**TASK INPUT:**
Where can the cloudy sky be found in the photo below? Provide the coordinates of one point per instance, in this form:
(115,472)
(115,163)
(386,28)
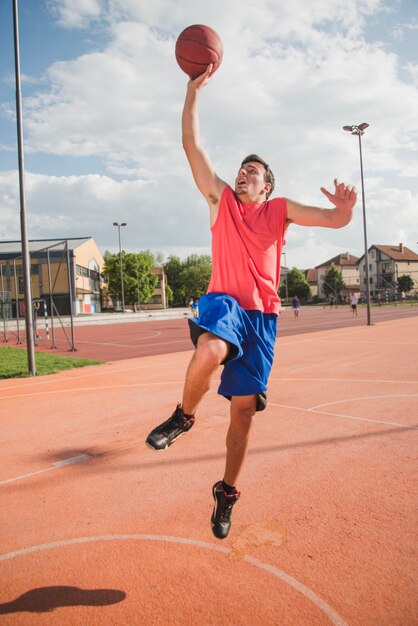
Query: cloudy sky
(102,101)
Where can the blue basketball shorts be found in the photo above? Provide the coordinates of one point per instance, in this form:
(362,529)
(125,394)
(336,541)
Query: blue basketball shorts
(251,335)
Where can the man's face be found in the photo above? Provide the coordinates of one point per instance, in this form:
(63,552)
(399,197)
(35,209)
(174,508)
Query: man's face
(250,185)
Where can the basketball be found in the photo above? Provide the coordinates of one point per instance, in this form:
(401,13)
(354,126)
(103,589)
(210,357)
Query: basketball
(196,47)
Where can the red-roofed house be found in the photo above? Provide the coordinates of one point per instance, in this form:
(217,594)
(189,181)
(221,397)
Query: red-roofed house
(386,264)
(347,264)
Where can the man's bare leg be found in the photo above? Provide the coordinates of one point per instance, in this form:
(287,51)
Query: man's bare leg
(209,354)
(224,492)
(237,439)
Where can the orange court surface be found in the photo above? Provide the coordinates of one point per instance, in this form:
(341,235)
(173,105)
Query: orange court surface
(96,528)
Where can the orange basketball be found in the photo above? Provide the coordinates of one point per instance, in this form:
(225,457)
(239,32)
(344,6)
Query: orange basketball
(196,47)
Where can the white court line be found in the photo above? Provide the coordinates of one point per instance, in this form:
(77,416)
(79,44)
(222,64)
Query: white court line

**TASK BRIEF:** Reproduce the records above verbatim, starting at the line that contains "Where can the man's bare" and ending with the final line of the records.

**RESULT:**
Where can the man's bare leg be found in the photo above? Provide the coordinates of one point per instance, in this form:
(287,51)
Query: man's bare leg
(209,354)
(224,492)
(237,439)
Where can the orange court surface be found in the photo above? Provide the coordinates of one point per instance, in this form:
(341,235)
(173,105)
Query: orange court surface
(96,528)
Where can the orange basketball be found in the photo above? Provide the coordinates of one point per instance, in this form:
(225,457)
(239,32)
(344,6)
Query: orange basketball
(196,47)
Where can the white court line be found in the photo above? Provide the coordinates of one point per instance, in this form:
(77,416)
(79,44)
(222,64)
Query: white court line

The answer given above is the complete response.